** Work request **
Nothing should be omitted: restate the full listing word for word.

--------

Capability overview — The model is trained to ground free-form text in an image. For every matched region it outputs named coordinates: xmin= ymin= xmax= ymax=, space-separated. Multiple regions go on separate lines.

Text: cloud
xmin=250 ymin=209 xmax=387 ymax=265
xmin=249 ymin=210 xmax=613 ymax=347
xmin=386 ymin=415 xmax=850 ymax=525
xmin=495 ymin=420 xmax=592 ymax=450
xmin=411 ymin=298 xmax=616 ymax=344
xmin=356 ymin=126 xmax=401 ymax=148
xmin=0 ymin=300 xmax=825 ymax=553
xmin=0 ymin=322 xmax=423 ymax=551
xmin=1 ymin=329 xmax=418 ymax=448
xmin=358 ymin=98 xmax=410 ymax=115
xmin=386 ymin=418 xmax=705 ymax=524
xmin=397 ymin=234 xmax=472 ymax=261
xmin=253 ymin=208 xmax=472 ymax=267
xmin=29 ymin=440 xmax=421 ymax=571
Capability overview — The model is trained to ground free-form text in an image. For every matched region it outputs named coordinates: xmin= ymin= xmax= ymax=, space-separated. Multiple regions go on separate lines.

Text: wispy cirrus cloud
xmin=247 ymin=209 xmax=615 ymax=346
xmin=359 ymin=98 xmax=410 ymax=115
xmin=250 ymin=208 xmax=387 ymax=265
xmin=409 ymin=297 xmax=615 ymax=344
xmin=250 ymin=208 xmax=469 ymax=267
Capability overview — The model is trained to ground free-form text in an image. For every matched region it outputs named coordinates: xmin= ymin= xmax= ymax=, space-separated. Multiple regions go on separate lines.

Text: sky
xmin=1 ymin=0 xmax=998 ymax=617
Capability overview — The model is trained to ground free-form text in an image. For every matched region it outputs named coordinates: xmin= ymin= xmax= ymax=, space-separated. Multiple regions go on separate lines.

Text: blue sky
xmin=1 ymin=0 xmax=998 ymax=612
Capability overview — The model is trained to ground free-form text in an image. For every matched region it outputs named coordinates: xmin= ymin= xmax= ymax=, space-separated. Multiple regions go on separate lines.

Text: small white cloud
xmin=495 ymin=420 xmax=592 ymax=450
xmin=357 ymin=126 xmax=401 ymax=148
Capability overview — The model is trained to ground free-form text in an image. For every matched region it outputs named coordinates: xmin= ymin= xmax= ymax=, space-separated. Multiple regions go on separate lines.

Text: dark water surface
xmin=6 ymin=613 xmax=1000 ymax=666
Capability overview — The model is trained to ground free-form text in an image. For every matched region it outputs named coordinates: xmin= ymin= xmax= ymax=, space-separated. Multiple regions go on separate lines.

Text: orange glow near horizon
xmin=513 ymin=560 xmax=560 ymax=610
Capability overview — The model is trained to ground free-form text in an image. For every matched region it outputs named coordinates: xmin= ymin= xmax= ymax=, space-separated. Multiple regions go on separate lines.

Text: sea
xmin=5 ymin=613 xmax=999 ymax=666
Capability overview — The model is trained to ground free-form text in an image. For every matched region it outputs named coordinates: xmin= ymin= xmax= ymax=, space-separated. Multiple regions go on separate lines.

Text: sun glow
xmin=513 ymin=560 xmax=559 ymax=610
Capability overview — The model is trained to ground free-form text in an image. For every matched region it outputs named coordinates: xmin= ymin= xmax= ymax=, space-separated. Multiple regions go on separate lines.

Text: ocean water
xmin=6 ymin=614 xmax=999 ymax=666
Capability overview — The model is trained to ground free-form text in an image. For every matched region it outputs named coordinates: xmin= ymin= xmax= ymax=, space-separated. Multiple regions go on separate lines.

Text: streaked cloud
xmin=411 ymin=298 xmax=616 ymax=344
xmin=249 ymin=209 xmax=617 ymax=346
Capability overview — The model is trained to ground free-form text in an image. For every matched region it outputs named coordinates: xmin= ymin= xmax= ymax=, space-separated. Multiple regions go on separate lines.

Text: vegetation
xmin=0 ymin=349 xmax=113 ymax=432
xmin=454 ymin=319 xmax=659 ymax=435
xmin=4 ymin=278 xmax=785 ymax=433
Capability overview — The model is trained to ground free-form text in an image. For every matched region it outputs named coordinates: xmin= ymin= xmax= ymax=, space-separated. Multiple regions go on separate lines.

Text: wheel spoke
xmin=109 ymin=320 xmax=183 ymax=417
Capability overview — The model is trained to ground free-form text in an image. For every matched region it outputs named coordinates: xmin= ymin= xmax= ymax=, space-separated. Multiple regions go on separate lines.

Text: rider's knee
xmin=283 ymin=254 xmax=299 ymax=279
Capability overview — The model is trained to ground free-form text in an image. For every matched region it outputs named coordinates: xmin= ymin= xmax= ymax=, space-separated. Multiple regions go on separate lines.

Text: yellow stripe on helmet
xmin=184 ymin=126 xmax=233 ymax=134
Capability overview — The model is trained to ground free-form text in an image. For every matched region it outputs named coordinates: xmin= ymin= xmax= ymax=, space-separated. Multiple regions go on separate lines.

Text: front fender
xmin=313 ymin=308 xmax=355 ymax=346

--------

** Task response **
Capability overview — The model is trained to ground free-form text in an image. For every matched region it outputs named coordinates: xmin= ymin= xmax= ymax=, space-separated. Multiple regions go on separate lines.

Text: cloud
xmin=250 ymin=209 xmax=387 ymax=265
xmin=249 ymin=210 xmax=613 ymax=347
xmin=386 ymin=415 xmax=850 ymax=525
xmin=495 ymin=420 xmax=592 ymax=450
xmin=411 ymin=298 xmax=616 ymax=344
xmin=356 ymin=126 xmax=401 ymax=148
xmin=0 ymin=300 xmax=825 ymax=553
xmin=0 ymin=322 xmax=423 ymax=551
xmin=1 ymin=329 xmax=418 ymax=448
xmin=358 ymin=98 xmax=410 ymax=115
xmin=386 ymin=418 xmax=705 ymax=524
xmin=397 ymin=234 xmax=472 ymax=261
xmin=253 ymin=208 xmax=472 ymax=267
xmin=29 ymin=440 xmax=421 ymax=571
Capability overview — The model is trained to ground free-form text in an image. For every matched region it outputs named coordinates: xmin= ymin= xmax= ymax=, space-separated. Multiple regions go on separate lines.

Text: wispy cirrus cloud
xmin=247 ymin=209 xmax=615 ymax=346
xmin=359 ymin=98 xmax=410 ymax=115
xmin=250 ymin=208 xmax=387 ymax=265
xmin=409 ymin=297 xmax=615 ymax=344
xmin=250 ymin=208 xmax=469 ymax=267
Capability overview — The model is trained to ground free-form text in an image. For every matched region it outputs named coordinates: xmin= ymin= xmax= ymax=, space-separated. Multiple regions go on separate lines.

Text: sky
xmin=1 ymin=0 xmax=998 ymax=617
Capability overview — The model is trained to ground free-form text in an image. For every matched region it outputs named coordinates: xmin= ymin= xmax= ymax=, space-separated. Multiple regions go on separate lines.

Text: blue sky
xmin=1 ymin=0 xmax=998 ymax=612
Capability overview — The model is trained to ground free-form text in an image. For every matched region it outputs named coordinates: xmin= ymin= xmax= ymax=, space-separated. Multiple regions go on separate lines.

Text: small white cloud
xmin=495 ymin=420 xmax=592 ymax=450
xmin=357 ymin=126 xmax=401 ymax=148
Capability overview — The model is trained to ground free-form text in an image. For every matched region it outputs named coordinates: xmin= ymin= xmax= ymax=, space-separated. Multiple regions go on separate lines.

Text: dark water surface
xmin=6 ymin=613 xmax=1000 ymax=666
Capability overview — The model is trained to ground free-form text in an image. For every matched region it outputs named coordinates: xmin= ymin= xmax= ymax=, space-separated. Multiple regions go on separate lines.

Text: orange glow near horizon
xmin=513 ymin=560 xmax=560 ymax=610
Capability overview — The model is trained to ground free-form text in an image. For every matched region it outputs named coordinates: xmin= ymin= xmax= ymax=, space-separated. Multiple regions go on separate lines.

Text: sea
xmin=5 ymin=613 xmax=999 ymax=666
Capability overview — The model is trained to ground free-form text in an image. For every matched region it outputs named coordinates: xmin= ymin= xmax= ymax=, space-separated. Multiple regions go on separate lines.

Text: sun glow
xmin=513 ymin=560 xmax=559 ymax=610
Capability overview — The model is trained to ground free-form text in an image. For every matched region it outputs named coordinates: xmin= ymin= xmax= ymax=, space-separated. Multiple regions go on separate lines.

Text: ocean water
xmin=6 ymin=614 xmax=999 ymax=666
Capability overview — The model is trained to ground free-form text in an image. For every matched region it outputs named coordinates: xmin= ymin= xmax= ymax=, space-separated. Multiple regions go on separate lines.

Text: streaked cloud
xmin=411 ymin=298 xmax=616 ymax=344
xmin=249 ymin=209 xmax=617 ymax=346
Capability overview — The model is trained to ground free-form text in an image. For every matched region it outputs named coordinates: xmin= ymin= xmax= ymax=, space-separated. Multiple regions go on separate lines.

Text: vegetation
xmin=0 ymin=349 xmax=113 ymax=432
xmin=454 ymin=319 xmax=659 ymax=435
xmin=4 ymin=278 xmax=785 ymax=433
Capability overview — The model is trained to ground free-form text in an image. For every matched region it outputs named coordinates: xmin= ymin= xmax= ymax=, space-separated. Multiple regions go on separate lines.

Text: wheel spoke
xmin=109 ymin=320 xmax=183 ymax=417
Capability overview — The model is trained to ground free-form text in an image. For every matched region it outputs named coordinates: xmin= ymin= xmax= ymax=, space-separated. Multiple regions go on separate lines.

Text: rider's knee
xmin=283 ymin=254 xmax=299 ymax=279
Capability overview — The model is trained to ground free-form text in an image. For every matched region it outputs named coordinates: xmin= ymin= xmax= ymax=, space-separated. Multiple regions go on separate lines.

Text: yellow stripe on helmet
xmin=184 ymin=126 xmax=233 ymax=134
Capability overview — The model is trained to ground free-form text in an image. For every matched region it outputs named coordinates: xmin= ymin= xmax= ymax=, space-separated. Multiple regions go on separate lines.

Text: front fender
xmin=313 ymin=308 xmax=355 ymax=346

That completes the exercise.